#### [EXERCISE BRIEF]
Locate every line in the rows below that contains the string "positive", and copy each one out. Case counts.

(Stored records)
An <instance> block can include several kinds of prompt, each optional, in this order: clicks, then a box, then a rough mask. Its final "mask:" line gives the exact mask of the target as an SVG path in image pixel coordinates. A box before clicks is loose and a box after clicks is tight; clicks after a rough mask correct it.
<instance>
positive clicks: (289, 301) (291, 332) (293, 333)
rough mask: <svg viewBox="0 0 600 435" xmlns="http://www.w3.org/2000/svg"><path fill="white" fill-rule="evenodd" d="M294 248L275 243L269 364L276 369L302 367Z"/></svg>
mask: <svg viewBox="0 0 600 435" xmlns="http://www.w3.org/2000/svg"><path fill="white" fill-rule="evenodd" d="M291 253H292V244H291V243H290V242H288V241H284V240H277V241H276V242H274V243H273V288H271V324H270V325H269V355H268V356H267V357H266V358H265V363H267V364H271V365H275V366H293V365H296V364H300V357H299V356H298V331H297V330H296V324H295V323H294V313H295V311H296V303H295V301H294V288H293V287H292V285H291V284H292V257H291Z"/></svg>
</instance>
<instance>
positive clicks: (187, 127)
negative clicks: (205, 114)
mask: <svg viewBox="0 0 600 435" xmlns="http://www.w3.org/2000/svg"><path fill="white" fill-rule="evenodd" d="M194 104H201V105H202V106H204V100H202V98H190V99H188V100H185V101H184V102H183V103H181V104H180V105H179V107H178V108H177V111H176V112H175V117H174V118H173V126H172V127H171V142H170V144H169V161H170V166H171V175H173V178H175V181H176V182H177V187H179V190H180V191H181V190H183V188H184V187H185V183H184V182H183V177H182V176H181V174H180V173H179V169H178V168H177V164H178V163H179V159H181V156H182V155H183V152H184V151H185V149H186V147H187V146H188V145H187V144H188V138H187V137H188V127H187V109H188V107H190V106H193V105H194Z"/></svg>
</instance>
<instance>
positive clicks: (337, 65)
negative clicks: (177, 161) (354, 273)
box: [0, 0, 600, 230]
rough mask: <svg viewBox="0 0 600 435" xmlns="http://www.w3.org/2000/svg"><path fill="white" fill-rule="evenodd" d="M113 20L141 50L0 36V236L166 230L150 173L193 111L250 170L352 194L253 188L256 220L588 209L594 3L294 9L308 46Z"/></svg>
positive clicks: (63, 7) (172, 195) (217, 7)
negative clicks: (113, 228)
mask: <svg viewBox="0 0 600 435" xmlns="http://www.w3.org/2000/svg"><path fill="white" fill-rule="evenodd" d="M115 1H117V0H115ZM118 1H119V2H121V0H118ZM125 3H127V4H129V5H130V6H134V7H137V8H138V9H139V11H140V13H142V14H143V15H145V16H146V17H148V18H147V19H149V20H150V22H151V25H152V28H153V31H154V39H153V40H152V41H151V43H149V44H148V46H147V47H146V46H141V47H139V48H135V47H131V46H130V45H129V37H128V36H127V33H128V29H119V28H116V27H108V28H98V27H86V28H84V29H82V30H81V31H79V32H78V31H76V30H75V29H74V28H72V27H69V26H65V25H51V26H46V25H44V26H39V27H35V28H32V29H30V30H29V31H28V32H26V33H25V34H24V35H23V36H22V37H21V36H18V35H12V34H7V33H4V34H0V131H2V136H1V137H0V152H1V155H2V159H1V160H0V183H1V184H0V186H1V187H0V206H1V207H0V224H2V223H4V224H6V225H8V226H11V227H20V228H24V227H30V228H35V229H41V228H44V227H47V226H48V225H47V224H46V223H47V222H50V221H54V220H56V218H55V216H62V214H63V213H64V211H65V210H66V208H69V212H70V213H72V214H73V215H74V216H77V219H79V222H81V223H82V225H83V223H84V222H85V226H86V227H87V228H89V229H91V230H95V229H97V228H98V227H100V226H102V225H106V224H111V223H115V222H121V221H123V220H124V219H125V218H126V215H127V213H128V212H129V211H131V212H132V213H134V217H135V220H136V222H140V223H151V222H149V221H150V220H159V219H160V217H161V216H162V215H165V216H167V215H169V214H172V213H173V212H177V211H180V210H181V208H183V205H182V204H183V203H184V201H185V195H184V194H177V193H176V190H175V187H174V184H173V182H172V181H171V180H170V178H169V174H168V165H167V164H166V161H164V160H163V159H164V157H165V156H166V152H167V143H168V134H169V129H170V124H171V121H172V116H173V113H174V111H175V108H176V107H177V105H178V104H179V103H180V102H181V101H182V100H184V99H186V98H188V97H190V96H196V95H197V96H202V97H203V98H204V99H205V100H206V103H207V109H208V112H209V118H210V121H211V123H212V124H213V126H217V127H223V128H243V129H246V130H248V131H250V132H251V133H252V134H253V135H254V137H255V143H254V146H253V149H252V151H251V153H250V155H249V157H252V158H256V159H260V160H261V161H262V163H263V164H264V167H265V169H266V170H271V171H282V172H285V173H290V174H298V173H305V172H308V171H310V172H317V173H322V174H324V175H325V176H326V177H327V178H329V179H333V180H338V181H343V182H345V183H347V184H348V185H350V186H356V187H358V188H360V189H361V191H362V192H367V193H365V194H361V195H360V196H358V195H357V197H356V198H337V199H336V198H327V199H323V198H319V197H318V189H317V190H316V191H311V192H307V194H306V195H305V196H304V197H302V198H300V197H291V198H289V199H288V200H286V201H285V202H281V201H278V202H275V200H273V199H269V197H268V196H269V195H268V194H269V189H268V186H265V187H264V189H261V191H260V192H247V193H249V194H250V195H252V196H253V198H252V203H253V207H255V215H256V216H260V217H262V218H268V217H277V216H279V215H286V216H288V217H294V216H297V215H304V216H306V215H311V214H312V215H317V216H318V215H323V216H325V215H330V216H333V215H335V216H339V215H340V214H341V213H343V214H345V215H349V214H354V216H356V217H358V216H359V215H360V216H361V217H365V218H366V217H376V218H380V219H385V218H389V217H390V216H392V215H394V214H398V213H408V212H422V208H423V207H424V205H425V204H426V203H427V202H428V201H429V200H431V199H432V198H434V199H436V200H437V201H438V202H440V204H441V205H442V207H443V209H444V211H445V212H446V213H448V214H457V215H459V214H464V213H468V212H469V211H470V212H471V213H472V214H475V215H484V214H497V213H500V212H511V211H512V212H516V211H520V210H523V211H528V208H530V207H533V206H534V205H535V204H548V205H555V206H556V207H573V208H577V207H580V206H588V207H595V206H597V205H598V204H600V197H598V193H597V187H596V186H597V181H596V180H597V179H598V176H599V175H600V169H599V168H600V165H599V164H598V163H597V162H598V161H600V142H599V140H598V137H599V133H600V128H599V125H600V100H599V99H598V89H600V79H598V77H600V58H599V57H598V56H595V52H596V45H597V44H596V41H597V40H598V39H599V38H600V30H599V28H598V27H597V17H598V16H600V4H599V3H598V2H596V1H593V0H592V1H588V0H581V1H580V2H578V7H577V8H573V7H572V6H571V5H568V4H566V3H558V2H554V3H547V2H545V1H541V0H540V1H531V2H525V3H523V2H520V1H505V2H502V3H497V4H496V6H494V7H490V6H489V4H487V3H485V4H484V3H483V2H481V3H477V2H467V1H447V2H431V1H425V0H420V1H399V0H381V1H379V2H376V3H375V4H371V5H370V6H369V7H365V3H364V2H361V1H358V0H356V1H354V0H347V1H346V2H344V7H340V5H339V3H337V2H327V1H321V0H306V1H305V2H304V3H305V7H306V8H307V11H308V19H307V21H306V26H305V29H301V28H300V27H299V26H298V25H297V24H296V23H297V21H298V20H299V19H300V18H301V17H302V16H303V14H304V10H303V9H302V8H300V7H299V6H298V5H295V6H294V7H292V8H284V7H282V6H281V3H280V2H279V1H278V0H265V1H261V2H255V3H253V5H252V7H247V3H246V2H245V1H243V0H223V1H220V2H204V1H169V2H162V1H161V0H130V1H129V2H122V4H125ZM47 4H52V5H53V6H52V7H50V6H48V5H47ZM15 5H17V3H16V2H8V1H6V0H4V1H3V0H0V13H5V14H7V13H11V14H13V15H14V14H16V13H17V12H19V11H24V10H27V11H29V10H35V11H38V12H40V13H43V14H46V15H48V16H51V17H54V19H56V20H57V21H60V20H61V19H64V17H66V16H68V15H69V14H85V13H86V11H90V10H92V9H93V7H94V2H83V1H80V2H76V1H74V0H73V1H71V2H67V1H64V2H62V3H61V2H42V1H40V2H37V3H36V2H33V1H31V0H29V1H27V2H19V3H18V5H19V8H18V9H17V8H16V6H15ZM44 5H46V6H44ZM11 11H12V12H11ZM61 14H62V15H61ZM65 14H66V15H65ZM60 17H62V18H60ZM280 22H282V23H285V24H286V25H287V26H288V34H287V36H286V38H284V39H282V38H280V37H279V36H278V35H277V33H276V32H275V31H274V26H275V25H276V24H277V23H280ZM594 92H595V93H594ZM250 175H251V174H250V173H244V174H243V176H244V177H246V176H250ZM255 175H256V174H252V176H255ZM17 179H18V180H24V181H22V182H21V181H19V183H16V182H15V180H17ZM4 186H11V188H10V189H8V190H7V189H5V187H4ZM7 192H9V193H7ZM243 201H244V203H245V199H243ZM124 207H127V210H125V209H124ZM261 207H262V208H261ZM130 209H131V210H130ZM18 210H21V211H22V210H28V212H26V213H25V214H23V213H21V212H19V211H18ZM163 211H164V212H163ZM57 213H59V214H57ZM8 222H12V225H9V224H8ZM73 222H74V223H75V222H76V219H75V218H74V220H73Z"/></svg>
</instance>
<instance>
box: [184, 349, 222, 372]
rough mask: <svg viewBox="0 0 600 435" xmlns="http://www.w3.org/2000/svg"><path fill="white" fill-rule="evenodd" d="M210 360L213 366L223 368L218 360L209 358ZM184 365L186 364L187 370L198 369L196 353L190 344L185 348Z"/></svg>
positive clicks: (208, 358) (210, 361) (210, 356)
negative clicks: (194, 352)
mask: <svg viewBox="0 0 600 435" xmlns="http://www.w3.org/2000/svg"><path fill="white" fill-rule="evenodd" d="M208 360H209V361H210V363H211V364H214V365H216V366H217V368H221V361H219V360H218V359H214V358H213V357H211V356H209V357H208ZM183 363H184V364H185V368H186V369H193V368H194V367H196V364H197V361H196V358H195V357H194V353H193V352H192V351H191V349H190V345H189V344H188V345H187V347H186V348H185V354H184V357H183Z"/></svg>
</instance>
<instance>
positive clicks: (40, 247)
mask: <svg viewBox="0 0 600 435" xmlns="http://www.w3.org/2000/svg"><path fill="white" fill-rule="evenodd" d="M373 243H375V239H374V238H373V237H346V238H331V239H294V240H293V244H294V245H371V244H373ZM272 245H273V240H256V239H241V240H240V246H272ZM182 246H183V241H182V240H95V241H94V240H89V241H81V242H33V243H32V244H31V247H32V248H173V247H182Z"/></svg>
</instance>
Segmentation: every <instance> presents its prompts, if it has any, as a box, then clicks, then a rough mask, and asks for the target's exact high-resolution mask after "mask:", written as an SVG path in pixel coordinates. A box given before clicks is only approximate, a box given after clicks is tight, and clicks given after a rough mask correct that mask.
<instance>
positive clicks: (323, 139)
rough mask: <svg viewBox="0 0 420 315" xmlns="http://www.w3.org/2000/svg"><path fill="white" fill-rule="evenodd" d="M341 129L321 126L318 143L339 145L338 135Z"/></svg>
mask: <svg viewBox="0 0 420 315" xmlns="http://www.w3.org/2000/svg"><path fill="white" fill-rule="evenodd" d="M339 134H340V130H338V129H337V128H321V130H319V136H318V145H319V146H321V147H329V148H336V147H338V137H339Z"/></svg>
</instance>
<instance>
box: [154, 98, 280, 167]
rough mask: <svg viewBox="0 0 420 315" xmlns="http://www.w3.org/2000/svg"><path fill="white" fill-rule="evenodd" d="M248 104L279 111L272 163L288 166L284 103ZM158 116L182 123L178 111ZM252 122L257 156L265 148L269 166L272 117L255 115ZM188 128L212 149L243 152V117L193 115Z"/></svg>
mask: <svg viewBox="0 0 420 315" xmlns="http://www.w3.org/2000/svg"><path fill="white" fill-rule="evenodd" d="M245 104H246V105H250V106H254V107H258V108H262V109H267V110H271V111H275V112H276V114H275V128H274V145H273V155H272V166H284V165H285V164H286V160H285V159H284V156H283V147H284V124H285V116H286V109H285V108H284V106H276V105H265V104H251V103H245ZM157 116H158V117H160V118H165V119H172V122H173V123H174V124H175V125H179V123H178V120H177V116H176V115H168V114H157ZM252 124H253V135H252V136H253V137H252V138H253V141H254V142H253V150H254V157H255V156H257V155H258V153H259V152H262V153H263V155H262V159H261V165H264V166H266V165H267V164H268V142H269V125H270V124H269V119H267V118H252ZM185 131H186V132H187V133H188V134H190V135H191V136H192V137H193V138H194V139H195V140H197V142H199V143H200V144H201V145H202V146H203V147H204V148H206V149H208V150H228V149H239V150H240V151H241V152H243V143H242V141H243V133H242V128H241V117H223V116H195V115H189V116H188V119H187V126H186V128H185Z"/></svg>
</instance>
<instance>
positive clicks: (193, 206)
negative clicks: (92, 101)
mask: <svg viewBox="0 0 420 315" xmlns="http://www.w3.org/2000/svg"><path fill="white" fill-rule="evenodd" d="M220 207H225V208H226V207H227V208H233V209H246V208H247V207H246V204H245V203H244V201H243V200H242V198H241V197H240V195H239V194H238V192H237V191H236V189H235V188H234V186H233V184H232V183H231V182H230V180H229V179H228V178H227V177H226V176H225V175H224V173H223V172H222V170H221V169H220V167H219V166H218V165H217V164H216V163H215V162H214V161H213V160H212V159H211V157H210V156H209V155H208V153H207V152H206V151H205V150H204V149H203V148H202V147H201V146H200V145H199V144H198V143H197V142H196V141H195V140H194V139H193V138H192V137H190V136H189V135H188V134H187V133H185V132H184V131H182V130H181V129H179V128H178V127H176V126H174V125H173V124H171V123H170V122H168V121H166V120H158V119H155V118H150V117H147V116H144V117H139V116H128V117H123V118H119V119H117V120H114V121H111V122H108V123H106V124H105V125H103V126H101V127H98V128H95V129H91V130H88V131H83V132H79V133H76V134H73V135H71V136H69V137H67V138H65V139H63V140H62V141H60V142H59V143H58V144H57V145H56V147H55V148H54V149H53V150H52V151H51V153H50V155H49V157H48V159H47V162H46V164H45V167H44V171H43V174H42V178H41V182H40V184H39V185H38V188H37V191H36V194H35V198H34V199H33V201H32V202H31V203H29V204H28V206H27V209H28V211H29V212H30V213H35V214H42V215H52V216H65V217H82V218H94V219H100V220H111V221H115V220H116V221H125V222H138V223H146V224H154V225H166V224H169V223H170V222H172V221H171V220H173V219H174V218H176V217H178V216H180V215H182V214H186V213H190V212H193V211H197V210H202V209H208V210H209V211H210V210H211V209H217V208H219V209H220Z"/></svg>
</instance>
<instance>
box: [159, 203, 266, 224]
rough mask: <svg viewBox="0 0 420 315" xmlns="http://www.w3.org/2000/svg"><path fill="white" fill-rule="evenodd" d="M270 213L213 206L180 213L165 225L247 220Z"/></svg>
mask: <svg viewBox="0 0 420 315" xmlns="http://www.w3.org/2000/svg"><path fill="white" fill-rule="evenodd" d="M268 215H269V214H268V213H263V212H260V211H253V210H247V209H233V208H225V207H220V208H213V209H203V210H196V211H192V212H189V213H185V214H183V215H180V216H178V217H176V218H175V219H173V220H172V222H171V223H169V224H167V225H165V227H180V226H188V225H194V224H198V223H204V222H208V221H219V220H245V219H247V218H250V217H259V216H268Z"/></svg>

#### [RESULT]
positive clicks: (289, 301) (291, 332) (293, 333)
positive clicks: (187, 127)
positive clicks: (337, 65)
positive clicks: (63, 7) (172, 195) (217, 7)
positive clicks: (208, 358) (210, 361) (210, 356)
positive clicks: (40, 247)
positive clicks: (323, 139)
positive clicks: (193, 206)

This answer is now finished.